* **Task instructions**
Can you copy the records starting at the line that contains "of the green" and ending at the end of the records, including the requests, and output only those lines? Multiply every coordinate in the answers by 1.35 and round each to a whole number, with halves rounded up.

## START

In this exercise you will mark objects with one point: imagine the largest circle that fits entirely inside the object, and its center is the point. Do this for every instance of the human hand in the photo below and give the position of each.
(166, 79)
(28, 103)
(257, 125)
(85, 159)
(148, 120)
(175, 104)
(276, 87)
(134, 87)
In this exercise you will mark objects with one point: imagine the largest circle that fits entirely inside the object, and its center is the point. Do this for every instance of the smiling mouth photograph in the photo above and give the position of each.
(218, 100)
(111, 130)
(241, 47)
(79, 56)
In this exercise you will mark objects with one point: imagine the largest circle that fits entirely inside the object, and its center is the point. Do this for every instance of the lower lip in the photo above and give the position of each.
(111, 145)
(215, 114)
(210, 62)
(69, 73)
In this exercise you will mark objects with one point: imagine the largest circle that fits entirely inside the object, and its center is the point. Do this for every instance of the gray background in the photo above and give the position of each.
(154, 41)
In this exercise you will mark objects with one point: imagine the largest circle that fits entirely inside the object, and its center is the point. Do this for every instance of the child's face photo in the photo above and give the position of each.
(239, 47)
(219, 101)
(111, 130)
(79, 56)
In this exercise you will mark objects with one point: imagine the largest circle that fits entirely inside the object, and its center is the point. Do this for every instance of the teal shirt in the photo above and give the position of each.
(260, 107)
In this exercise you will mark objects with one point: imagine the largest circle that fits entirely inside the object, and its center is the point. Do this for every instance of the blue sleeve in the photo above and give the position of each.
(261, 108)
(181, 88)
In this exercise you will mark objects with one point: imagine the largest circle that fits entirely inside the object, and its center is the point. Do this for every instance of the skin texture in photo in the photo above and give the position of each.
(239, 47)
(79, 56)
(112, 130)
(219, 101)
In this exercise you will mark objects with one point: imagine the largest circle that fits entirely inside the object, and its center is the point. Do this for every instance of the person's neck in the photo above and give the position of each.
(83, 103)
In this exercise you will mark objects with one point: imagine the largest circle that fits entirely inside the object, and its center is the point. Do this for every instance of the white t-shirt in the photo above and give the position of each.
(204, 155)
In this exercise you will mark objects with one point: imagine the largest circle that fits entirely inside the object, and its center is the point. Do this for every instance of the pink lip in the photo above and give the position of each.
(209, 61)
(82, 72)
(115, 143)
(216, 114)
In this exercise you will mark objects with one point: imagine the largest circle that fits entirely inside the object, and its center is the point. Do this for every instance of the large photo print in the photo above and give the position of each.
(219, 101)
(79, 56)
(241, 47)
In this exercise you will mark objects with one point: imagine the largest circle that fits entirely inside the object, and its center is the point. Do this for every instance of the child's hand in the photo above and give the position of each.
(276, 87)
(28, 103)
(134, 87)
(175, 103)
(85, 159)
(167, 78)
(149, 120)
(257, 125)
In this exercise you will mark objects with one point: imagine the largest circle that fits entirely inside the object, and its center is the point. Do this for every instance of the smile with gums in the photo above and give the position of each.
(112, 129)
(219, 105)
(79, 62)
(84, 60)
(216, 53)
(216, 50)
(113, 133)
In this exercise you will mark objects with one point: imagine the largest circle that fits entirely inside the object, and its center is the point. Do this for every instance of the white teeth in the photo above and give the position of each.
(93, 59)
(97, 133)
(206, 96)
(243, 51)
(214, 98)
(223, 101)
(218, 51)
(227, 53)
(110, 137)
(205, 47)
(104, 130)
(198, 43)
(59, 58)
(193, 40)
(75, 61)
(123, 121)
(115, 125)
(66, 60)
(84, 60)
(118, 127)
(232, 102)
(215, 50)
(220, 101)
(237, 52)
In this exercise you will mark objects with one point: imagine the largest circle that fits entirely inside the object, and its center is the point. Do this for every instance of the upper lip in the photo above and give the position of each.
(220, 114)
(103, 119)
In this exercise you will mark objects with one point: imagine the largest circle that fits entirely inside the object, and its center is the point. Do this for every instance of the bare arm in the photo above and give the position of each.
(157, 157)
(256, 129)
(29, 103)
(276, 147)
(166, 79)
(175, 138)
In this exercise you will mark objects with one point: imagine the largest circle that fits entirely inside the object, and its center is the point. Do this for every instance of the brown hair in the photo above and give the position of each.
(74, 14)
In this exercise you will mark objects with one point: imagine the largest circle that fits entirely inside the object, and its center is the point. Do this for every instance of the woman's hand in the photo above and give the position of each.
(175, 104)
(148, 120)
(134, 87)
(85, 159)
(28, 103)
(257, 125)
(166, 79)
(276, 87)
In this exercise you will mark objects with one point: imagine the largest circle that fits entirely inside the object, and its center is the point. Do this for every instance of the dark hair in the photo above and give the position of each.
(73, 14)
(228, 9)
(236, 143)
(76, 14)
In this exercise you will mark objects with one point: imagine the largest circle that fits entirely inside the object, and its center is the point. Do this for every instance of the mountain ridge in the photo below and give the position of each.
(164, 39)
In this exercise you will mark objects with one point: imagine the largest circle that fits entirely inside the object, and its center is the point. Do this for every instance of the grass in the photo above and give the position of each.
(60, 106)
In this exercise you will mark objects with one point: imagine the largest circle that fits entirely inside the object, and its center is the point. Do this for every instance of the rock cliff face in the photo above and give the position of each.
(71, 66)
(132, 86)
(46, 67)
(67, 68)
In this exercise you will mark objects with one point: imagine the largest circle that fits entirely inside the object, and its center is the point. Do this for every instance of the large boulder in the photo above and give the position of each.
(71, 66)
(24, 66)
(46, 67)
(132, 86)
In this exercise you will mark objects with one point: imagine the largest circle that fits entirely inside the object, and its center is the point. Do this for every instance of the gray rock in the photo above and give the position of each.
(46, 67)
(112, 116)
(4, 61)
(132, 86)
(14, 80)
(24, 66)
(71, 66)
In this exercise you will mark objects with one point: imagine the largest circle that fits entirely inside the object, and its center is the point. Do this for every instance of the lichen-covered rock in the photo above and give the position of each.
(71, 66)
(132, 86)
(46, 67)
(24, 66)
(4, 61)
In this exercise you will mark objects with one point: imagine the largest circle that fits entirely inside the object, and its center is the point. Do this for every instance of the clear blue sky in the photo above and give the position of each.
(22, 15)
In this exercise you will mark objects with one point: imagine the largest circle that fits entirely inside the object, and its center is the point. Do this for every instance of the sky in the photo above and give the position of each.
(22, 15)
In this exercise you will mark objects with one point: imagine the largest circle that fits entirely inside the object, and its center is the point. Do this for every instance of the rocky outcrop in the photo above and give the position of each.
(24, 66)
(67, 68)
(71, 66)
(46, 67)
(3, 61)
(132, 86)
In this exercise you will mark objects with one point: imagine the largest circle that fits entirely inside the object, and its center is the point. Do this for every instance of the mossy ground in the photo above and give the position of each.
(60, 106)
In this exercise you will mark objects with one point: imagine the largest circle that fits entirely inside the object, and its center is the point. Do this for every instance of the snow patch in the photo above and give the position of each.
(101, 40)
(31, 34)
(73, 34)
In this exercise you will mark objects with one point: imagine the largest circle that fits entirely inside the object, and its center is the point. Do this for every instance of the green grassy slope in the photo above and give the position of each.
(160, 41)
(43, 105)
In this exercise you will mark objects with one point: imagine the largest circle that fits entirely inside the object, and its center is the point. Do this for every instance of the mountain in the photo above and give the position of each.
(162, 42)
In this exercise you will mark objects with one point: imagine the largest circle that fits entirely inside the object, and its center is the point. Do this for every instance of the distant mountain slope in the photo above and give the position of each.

## END

* **Output of the task**
In this exercise you will mark objects with one point: imagine the largest circle that fits entirely inside the object, and its center is the point. Do this for every instance of the green grassy slope in the photo above and give the position of each.
(216, 55)
(58, 142)
In this exercise you will mark objects with one point: imagine the largest circle that fits entirely inside the object, and its center is the point. Do this for every instance of the mountain in the photo above and give the position of each.
(219, 57)
In this exercise you will mark objects with one point: imagine the largest circle that fits entirely inside the object, and its center is the point. Do this for every instance of the distant mountain slope in the photo above and give the position of each.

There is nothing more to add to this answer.